## ACTION ITEM
Set down all of the entries below exactly, and omit the pictures.

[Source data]
----------
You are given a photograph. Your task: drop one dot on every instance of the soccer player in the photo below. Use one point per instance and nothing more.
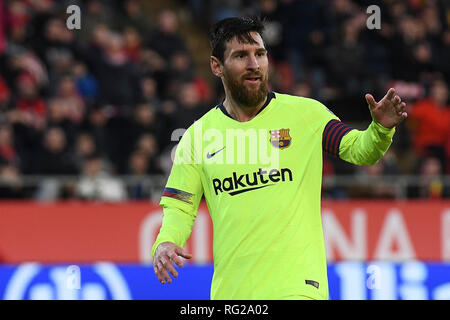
(268, 239)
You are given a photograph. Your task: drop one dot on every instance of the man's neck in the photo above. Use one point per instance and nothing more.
(241, 114)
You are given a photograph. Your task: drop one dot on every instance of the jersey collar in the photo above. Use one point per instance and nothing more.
(270, 96)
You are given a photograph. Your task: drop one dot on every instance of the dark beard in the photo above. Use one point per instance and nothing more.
(244, 97)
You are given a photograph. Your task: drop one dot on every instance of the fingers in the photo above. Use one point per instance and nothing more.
(183, 253)
(161, 273)
(370, 100)
(164, 258)
(390, 94)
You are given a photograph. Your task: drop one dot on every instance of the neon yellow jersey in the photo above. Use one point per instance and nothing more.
(262, 183)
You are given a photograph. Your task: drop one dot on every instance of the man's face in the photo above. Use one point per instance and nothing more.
(245, 71)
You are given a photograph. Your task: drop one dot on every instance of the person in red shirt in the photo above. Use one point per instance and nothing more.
(429, 122)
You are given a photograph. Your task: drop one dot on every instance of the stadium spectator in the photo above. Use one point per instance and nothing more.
(431, 185)
(55, 158)
(94, 79)
(96, 183)
(166, 40)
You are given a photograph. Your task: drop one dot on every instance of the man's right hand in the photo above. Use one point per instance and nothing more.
(165, 254)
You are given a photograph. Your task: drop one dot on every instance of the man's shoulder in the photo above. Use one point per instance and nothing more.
(295, 101)
(306, 106)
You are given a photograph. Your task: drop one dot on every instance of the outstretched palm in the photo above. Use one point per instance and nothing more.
(389, 111)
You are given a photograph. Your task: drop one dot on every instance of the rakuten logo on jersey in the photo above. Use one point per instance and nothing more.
(248, 182)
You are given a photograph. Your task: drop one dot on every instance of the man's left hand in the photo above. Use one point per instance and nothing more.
(389, 111)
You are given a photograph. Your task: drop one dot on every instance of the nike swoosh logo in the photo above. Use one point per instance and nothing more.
(210, 155)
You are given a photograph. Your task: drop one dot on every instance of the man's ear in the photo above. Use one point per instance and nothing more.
(216, 66)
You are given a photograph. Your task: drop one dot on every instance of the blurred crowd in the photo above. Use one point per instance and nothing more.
(104, 100)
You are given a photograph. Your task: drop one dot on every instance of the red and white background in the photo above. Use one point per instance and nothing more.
(77, 232)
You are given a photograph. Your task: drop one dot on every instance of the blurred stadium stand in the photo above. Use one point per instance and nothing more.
(88, 114)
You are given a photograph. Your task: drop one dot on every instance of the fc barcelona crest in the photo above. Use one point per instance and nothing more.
(280, 138)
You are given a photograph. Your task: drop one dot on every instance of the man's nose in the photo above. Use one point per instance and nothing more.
(252, 63)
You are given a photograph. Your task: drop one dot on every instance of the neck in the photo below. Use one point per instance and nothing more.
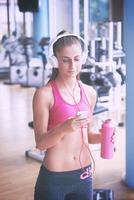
(70, 83)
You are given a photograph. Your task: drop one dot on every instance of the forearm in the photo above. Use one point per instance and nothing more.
(50, 138)
(94, 138)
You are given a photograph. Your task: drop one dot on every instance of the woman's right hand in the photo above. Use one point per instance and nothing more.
(73, 124)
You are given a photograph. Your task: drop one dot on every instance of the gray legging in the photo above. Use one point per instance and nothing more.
(63, 185)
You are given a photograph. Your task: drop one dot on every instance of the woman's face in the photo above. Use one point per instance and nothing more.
(70, 60)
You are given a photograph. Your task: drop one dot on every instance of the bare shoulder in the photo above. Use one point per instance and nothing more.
(91, 93)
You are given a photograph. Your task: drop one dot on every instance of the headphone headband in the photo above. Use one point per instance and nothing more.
(65, 35)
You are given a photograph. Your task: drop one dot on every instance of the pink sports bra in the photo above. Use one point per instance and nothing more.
(61, 110)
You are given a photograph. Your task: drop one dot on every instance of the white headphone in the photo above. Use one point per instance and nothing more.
(52, 58)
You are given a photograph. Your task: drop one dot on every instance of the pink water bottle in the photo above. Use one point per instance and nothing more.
(107, 143)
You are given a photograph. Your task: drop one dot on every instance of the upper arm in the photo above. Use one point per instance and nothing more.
(41, 105)
(91, 95)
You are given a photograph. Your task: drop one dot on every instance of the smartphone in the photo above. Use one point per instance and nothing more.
(82, 114)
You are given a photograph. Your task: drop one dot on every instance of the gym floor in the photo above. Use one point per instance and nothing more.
(18, 173)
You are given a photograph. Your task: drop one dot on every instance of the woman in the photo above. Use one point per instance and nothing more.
(66, 172)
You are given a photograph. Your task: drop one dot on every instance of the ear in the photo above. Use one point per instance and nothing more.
(53, 61)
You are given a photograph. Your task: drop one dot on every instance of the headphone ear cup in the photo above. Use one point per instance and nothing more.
(84, 58)
(53, 61)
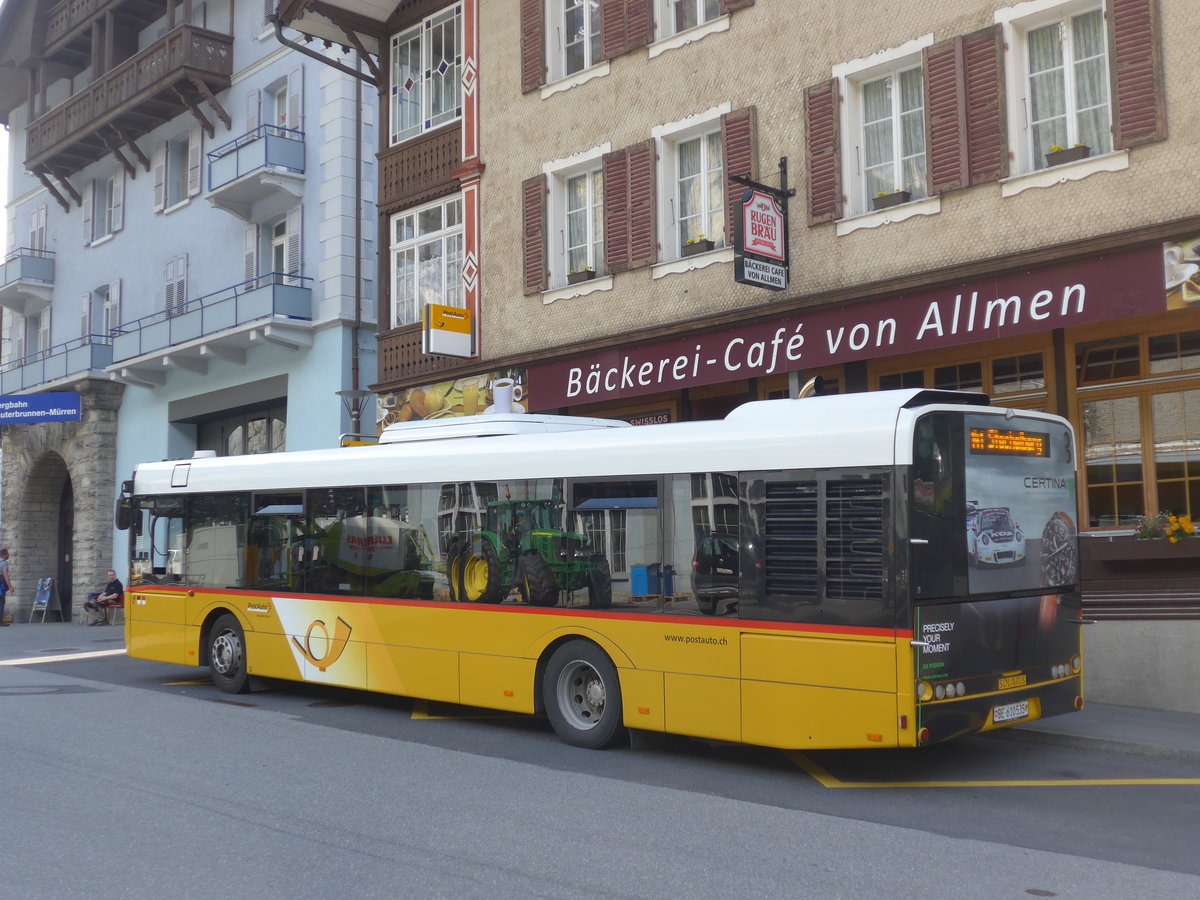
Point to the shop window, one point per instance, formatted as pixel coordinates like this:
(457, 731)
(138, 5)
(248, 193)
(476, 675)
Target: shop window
(966, 377)
(1108, 360)
(1113, 462)
(1176, 421)
(425, 85)
(1014, 375)
(1174, 353)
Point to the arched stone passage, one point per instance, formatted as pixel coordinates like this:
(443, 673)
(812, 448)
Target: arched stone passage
(59, 489)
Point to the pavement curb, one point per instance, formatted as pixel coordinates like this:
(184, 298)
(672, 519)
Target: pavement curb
(1108, 745)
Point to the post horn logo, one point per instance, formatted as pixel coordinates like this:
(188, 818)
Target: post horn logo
(333, 647)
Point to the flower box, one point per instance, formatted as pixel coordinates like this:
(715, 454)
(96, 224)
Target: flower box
(1072, 154)
(891, 199)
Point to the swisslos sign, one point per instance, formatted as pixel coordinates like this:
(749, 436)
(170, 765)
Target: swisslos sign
(1021, 303)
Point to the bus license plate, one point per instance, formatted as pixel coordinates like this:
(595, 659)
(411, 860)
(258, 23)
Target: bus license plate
(1011, 712)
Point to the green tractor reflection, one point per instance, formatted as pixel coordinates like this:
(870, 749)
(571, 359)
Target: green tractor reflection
(522, 546)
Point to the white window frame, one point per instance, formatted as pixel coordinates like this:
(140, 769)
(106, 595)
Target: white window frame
(707, 13)
(1017, 23)
(557, 37)
(453, 292)
(669, 138)
(427, 119)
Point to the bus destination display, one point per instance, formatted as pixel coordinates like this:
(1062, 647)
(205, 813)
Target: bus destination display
(1007, 442)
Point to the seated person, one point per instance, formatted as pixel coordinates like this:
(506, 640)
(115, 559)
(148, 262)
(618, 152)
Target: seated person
(100, 600)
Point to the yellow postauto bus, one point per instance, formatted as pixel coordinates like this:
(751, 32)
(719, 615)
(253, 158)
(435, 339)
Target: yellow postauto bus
(883, 569)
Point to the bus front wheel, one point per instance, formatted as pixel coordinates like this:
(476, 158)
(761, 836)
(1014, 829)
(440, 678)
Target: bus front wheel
(582, 696)
(227, 655)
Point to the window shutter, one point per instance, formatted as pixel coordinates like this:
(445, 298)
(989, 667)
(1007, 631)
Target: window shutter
(533, 45)
(624, 25)
(983, 54)
(250, 264)
(615, 168)
(946, 127)
(253, 111)
(295, 99)
(169, 285)
(533, 203)
(113, 311)
(1139, 113)
(193, 162)
(160, 178)
(293, 246)
(643, 225)
(119, 201)
(89, 196)
(739, 149)
(823, 150)
(181, 281)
----------
## RESPONSE
You are given a photograph. Your task: drop one dot on every instance of the soccer player in the photo below. Use one point per instance and nothing more.
(268, 239)
You are given a photograph. Your task: drop one dot on every instance of the man's neck in the photo above. Use one point per instance and nothing more.
(241, 114)
You are given a photograph. Your task: drop one dot on every instance of the jersey collar in the photo above. Use one point per instance and nothing more.
(270, 96)
You are given a photograph. Your task: drop one dot on every instance of the dark beard in the photo above. Use one point per instance and nothing more.
(244, 97)
You are given a photograph. Your task: drop one dot on every instance of the fingers in the photo above. Use one point per instance and nothing more.
(183, 253)
(161, 273)
(370, 100)
(164, 258)
(390, 94)
You are given a photograph. Your task: drop one dot on every instance of the neon yellow jersey in the photo above. Use one point per instance and nothing more.
(262, 183)
You are given a photograph. Your task: drop one dot on every instance of the man's face in the photo above. Use one point per instance and nothing more.
(245, 71)
You are given a photograph. Your task: drop one dot on every instance of the person in red shirt in the photo above. Use one point per instance and nothing more.
(429, 122)
You are given a photograph. Your task: drop one dot on every instance of the stadium spectator in the photo above. Use one point per instance and nothing more.
(431, 185)
(55, 158)
(94, 79)
(96, 183)
(166, 40)
You are given a photograph. Your task: drop one dot on every instance of the man's right hand in the photo above. Use one point per instance and nothing more.
(165, 254)
You are given a photograph. Your task: drop one dot on every instance of the man's shoulder in the photo above. Use one point per instance and nothing more.
(295, 101)
(306, 106)
You are given a photograph. Your task: drop one dot on every instance of the outstretched palm in the photo above. Use one point per instance and nothing more.
(389, 111)
You are given a photograph. Your task: drop one dot on every instance of the rakuten logo on jersey in the photo above. Use one point per instance and nothing more.
(248, 182)
You are given a photograph. Your task: drop one dot on every instance of the man's left hand in the photo above. Use one point per instance and nothing more.
(389, 111)
You are given a photograph. Your task: drop one dot on every instance of the nike swoosh logo in the photo above. Use one point per instance and nothing more.
(210, 155)
You are given a photograph. Your task: drop one dot on every instance of the man's ear in the photo above. Use one point per instance and nothing more.
(216, 66)
You are given a photograph. Your task: drop one dot on every instance of the blurred crowd in the photo above. Use one point per instance and nothing more.
(104, 100)
You are given a photograph. Your task: drop one dot on every instance of the red and white background in the photo above. Use one point per instance and nothing more.
(77, 232)
You are given a photograph. Your task: drop one dot on every instance of the blurred stadium stand in the photo above. Use one point per instance and nothing more.
(88, 114)
You are given a photograph. Your task: drop one dot on every instance of the fc barcelona crest in the photo above. Use one point per instance and nothing more.
(280, 138)
You are given a photograph. Your task: drop one dot on every instance of the man's nose in the photo above. Use one point per instance and nothing more.
(252, 63)
You are given a photograph. Your task: drop one dot on every instance of the neck in the photo below. Use one point per instance and nothing more.
(70, 83)
You are given a photograph. Your task: drop one dot on every instance of the forearm in the photo above. Use one point per instance and nothing more.
(50, 138)
(94, 138)
You are given a photograph. Your task: drop one dot on every instance of the woman's right hand in the photo above. Use one point per instance and nothing more.
(73, 124)
You are given a photograph. Your task: drop one dot on every instance of the gray legging in the photo above. Use one point per instance and nothing more.
(63, 185)
You are given a photograph. Your task: drop one dot on every instance of the woman's face in the photo above. Use one point per instance and nothing more.
(70, 60)
You are given a photograph. Your task: drop one dot on every instance of the bare shoulder in the photo above. Use one point per instance and nothing more.
(91, 93)
You are given a photograph. Your task: drop one dot on every instance of the headphone headband in the photo above. Use one point per instance and nothing more.
(65, 35)
You are given a photograph. Your task: drop one dot on every instance of the pink sports bra in the photo above. Use one point per instance and nothing more.
(61, 110)
You are given a photograph. Your task: drop one dot on every instance of the white headphone in the photo above. Use one point per instance and nothing more.
(52, 58)
You are given a photograph. Your task: drop one dot on every instance of the pink water bottle in the photo above. Use one point per instance and nothing more.
(107, 143)
You are given a photograph. Your task: drop one dot on every instance of the upper arm in the photo above. Use one point per instance and nothing more.
(41, 105)
(91, 95)
You are given a photograph. Your task: drop one dot on every instance of the smartphone in the photo above. Use one point per instance and nothing more.
(82, 114)
You are given a photograph. Your task: drop one dot on every instance of the gym floor in the photo above. Use one point per instance and nothing more.
(18, 173)
You are given a photograph. Your task: drop one dot on every instance of the woman in the photo above. Use one point per instance and nothing more.
(66, 172)
You are given a photograph. Your task: drop one dot on every instance of the ear in the photo above. Use one point per instance and nothing more.
(53, 61)
You are given a photograph. Your task: drop one dot on every instance of the headphone ear cup in the photo above. Use one point per instance and nothing more.
(84, 58)
(53, 61)
Point to the shop window, one point per instance, formatted as pixel coordinates like this:
(457, 731)
(138, 5)
(248, 193)
(476, 675)
Target: shop window
(966, 377)
(1108, 360)
(1113, 462)
(1176, 421)
(425, 85)
(1014, 375)
(1174, 353)
Point to the arched stone passage, one point per instance, formatted as pixel coordinates like this:
(443, 673)
(812, 448)
Target: arched stone passage
(59, 489)
Point to the pavement curb, one point per instance, formatted as pixel coordinates like this:
(184, 298)
(672, 519)
Target: pavement curb
(1108, 745)
Point to the post horn logo, one point per instance, formatted as pixel coordinates like this:
(188, 818)
Target: post horn logo
(333, 647)
Point to the flower box, one point per instance, formatted as pixel coordinates like this:
(715, 454)
(96, 224)
Target: flower box
(1072, 154)
(891, 199)
Point to the swisslos sign, one point per instance, formatted as pixel coordinates like this:
(749, 436)
(170, 765)
Target: swisslos sign
(1021, 303)
Point to the bus license plate, one point per instance, formatted as pixel coordinates like this:
(595, 659)
(411, 860)
(258, 23)
Target: bus license plate
(1011, 712)
Point to the green tractor reflection, one point per instance, formatted as pixel coordinates like this:
(870, 749)
(571, 359)
Target: green tractor reflection
(522, 546)
Point to the white window frame, one point per instance, formatted as pixel coordinates like this:
(140, 769)
(106, 595)
Target: white window frame
(707, 13)
(1017, 23)
(557, 37)
(453, 292)
(669, 138)
(427, 119)
Point to the bus destination display, one point per instance, formatted as pixel coordinates like this:
(1062, 647)
(205, 813)
Target: bus destination display
(1007, 442)
Point to the seated person, one point per instance, formatted as pixel coordinates like this:
(506, 640)
(115, 559)
(148, 262)
(618, 152)
Target: seated person
(100, 600)
Point to the yellow postauto bus, one point per instance, formatted as pixel coordinates like this:
(751, 32)
(719, 615)
(253, 158)
(435, 339)
Target: yellow postauto bus
(883, 569)
Point to the bus front wheel, one point per instance, formatted as pixel coordinates like this:
(476, 158)
(761, 836)
(1014, 829)
(440, 678)
Target: bus front wheel
(582, 696)
(227, 655)
Point to the window shutter, one point per instance, formatted as pixel coordinates like this:
(445, 298)
(989, 667)
(1007, 631)
Target: window shutter
(533, 45)
(624, 25)
(983, 54)
(250, 264)
(615, 168)
(946, 127)
(253, 111)
(295, 99)
(169, 285)
(533, 203)
(113, 311)
(1139, 113)
(193, 162)
(160, 178)
(293, 246)
(643, 225)
(119, 201)
(89, 196)
(739, 149)
(823, 150)
(181, 281)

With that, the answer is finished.